▶ 必須課題 1:
連載記事を読んで、次の問いに答えてください。
(a) 野口芳宏は何年にどこで生まれたか。
(b) 北海道教育大学の教授を務めたのは、いつから何年間か。
(c) コピーされたアンケートはどこに届いたか。
▶ 必須課題 2:
連載記事のうち、「1 教育界の「不都合な真実」」で始まり「た。私は啞然とし、失望した。」まで続く部分を、一字も変えずに打ち直してください。

▶ 原文抜粋:
== == ==

教育界の重鎮である野口芳宏先生が60年以上の実践から不変の教育論を多種のテーマで綴ります。連載の第54回は、【教育界の「不都合な真実」小論】です。


執筆
野口芳宏(のぐちよしひろ)

植草学園大学名誉教授。
1936年、千葉県生まれ。千葉大学教育学部卒。小学校教員・校長としての経歴を含め、60年余りにわたり、教育実践に携わる。96年から5年間、北海道教育大学教授(国語教育)。現在、日本教育技術学会理事・名誉会長。授業道場野口塾主宰。2009年より7年間千葉県教育委員。日本教育再生機構代表委員。2つの著作集をはじめ著書、授業・講演ビデオ、DVDなど多数。


1 教育界の「不都合な真実」

最早30年もの昔のことになるのだから書いてもいいだろう。現在はとうに改善されていると思うからだが、果たしてどうか。

管理職対象の行政研修のパネル・ディスカッションの司会の形式的運営に疑問を持ち、そのアンケートに「司会者の司会技術が低い。司会者は技術を学んで欲しい」旨を書いた。今後の県行政のあり方の改善を願っての提言であり、その効を期待した。

ところが、である。私のアンケートがコピーをされて私の所属する教育事務所に届き、「貴管内に、こういうアンケートを書いた者がある。然るべく指導をされたい。」との添え書きがあったと、直々に「指導」を受けた。私は啞然とし、失望した。

== == ==

▶ 記録一覧:
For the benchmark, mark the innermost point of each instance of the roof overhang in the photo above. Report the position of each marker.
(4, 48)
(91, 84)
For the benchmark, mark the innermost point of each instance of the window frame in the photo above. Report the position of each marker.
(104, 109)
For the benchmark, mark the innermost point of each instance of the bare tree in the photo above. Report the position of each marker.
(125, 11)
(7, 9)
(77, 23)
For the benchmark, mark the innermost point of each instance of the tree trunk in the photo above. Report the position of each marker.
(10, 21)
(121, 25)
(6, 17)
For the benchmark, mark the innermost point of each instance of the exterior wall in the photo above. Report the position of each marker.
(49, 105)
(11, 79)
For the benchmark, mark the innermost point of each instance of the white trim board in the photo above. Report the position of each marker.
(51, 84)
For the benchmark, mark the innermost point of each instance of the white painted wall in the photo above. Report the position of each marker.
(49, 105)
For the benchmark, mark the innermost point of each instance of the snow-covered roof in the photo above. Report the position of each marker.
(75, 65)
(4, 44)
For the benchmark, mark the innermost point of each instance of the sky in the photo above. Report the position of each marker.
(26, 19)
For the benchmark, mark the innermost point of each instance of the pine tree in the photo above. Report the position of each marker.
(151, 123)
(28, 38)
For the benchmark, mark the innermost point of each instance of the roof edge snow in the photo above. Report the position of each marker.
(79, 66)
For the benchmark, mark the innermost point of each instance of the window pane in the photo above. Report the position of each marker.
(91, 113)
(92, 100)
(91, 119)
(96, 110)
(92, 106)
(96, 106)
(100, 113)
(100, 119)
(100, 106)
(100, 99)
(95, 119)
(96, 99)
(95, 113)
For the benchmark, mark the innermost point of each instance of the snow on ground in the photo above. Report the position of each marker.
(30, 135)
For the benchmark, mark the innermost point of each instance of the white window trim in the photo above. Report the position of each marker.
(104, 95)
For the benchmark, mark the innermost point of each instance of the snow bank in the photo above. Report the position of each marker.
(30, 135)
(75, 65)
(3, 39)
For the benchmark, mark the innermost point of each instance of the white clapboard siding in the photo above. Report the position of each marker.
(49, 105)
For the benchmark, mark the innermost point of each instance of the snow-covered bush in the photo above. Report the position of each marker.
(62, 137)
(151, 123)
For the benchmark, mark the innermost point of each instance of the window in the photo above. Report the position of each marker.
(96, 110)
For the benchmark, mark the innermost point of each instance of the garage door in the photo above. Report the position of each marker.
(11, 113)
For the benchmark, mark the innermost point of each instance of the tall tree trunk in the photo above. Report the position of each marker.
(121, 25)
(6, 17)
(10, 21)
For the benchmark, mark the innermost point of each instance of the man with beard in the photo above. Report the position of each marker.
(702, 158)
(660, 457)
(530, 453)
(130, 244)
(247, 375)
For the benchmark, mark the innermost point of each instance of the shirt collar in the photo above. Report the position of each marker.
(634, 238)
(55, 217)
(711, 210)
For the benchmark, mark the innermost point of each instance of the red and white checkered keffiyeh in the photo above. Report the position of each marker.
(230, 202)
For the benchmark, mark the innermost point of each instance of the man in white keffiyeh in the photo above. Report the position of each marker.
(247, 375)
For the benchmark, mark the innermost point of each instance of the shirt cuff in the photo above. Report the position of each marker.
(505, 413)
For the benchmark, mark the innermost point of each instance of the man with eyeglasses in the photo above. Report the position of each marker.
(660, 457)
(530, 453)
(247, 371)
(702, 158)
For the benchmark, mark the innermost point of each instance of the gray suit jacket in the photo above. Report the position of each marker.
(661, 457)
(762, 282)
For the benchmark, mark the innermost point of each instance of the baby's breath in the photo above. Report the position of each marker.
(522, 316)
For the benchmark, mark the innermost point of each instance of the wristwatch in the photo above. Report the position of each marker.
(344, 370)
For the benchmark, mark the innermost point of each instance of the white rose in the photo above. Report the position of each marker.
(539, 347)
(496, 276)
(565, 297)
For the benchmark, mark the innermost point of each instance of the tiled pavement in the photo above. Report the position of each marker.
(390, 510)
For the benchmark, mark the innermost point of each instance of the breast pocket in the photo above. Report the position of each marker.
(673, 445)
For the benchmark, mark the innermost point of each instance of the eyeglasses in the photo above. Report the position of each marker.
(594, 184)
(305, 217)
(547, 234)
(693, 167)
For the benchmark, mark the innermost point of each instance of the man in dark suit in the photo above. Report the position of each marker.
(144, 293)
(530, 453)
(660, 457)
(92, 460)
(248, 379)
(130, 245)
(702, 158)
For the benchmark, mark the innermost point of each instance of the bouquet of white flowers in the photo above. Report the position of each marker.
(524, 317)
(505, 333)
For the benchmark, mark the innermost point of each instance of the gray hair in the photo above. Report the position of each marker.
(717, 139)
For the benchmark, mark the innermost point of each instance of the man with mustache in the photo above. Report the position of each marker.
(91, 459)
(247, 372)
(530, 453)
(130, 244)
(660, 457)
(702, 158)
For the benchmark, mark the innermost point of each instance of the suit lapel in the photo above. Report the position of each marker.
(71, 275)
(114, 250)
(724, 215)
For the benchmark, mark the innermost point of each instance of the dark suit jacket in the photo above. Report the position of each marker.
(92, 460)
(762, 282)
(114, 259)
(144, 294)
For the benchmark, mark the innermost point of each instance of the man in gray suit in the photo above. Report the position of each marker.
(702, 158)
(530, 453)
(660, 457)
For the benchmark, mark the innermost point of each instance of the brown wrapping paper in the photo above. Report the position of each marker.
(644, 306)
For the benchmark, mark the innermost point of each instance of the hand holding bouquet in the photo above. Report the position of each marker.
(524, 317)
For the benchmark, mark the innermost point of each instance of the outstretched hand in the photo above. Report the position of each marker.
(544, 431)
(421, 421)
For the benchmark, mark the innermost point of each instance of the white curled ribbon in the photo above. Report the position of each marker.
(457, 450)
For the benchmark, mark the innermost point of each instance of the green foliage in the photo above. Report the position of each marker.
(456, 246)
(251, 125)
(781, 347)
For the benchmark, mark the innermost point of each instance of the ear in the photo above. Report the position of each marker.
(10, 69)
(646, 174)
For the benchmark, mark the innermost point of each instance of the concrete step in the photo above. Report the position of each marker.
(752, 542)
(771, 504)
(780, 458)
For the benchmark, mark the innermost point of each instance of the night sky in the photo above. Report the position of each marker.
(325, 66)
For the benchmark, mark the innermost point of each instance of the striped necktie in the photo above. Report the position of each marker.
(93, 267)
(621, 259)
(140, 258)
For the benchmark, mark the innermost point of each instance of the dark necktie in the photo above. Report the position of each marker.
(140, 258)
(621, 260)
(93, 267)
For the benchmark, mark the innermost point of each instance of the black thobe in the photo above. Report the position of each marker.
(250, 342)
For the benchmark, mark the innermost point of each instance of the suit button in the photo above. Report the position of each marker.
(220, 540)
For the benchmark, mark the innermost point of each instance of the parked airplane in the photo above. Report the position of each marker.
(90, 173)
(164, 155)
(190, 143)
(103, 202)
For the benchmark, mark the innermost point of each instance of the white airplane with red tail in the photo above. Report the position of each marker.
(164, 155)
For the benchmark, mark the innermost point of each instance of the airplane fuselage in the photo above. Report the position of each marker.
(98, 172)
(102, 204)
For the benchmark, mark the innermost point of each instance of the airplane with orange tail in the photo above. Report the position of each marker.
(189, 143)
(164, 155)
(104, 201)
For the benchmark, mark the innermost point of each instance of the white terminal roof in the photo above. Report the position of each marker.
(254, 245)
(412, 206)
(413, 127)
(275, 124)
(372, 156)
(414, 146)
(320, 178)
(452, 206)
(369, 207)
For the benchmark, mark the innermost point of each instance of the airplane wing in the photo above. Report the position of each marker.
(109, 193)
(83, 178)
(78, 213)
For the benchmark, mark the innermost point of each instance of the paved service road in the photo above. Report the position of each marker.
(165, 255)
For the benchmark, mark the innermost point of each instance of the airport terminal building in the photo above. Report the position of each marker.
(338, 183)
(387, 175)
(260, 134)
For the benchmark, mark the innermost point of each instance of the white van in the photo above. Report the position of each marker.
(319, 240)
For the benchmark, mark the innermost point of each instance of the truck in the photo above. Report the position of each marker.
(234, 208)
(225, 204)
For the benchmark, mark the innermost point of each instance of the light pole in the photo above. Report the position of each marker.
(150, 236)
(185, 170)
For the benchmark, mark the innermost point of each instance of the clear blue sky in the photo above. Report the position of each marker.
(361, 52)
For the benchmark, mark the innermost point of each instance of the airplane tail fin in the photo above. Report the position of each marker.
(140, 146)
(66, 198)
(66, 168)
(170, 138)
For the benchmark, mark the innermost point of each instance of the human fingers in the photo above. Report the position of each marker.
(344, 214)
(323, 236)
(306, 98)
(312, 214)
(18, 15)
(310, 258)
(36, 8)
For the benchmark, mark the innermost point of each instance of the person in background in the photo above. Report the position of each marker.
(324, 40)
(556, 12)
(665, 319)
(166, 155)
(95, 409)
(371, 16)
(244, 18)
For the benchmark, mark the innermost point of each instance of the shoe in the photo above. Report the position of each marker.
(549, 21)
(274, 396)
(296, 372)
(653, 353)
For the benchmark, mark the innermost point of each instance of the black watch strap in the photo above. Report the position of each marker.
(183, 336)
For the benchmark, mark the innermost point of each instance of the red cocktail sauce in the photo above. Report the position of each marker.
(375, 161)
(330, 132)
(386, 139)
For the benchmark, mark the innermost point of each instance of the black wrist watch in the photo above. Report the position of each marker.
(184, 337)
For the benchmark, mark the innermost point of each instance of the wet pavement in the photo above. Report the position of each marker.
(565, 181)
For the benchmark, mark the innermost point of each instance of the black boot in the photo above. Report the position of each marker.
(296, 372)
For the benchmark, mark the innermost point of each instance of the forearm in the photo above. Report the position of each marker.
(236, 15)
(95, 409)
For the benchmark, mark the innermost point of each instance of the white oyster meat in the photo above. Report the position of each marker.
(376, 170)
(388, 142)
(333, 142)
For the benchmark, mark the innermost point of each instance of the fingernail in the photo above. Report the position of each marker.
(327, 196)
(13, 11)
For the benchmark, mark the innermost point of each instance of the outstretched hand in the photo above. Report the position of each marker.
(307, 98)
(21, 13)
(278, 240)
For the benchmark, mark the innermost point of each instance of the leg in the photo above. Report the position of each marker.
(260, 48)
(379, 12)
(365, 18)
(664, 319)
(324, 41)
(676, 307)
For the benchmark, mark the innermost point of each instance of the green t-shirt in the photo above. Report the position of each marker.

== == ==

▶ 記述回答 1:
(a) 1936年、千葉県
(b) 96年から5年間
(c) 筆者の所属する教育事務所

▶ 記述回答 2:
1 教育界の「不都合な真実」

最早30年もの昔のことになるのだから書いてもいいだろう。現在はとうに改善されていると思うからだが、果たしてどうか。

管理職対象の行政研修のパネル・ディスカッションの司会の形式的運営に疑問を持ち、そのアンケートに「司会者の司会技術が低い。司会者は技術を学んで欲しい」旨を書いた。今後の県行政のあり方の改善を願っての提言であり、その効を期待した。

ところが、である。私のアンケートがコピーをされて私の所属する教育事務所に届き、「貴管内に、こういうアンケートを書いた者がある。然るべく指導をされたい。」との添え書きがあったと、直々に「指導」を受けた。私は啞然とし、失望した。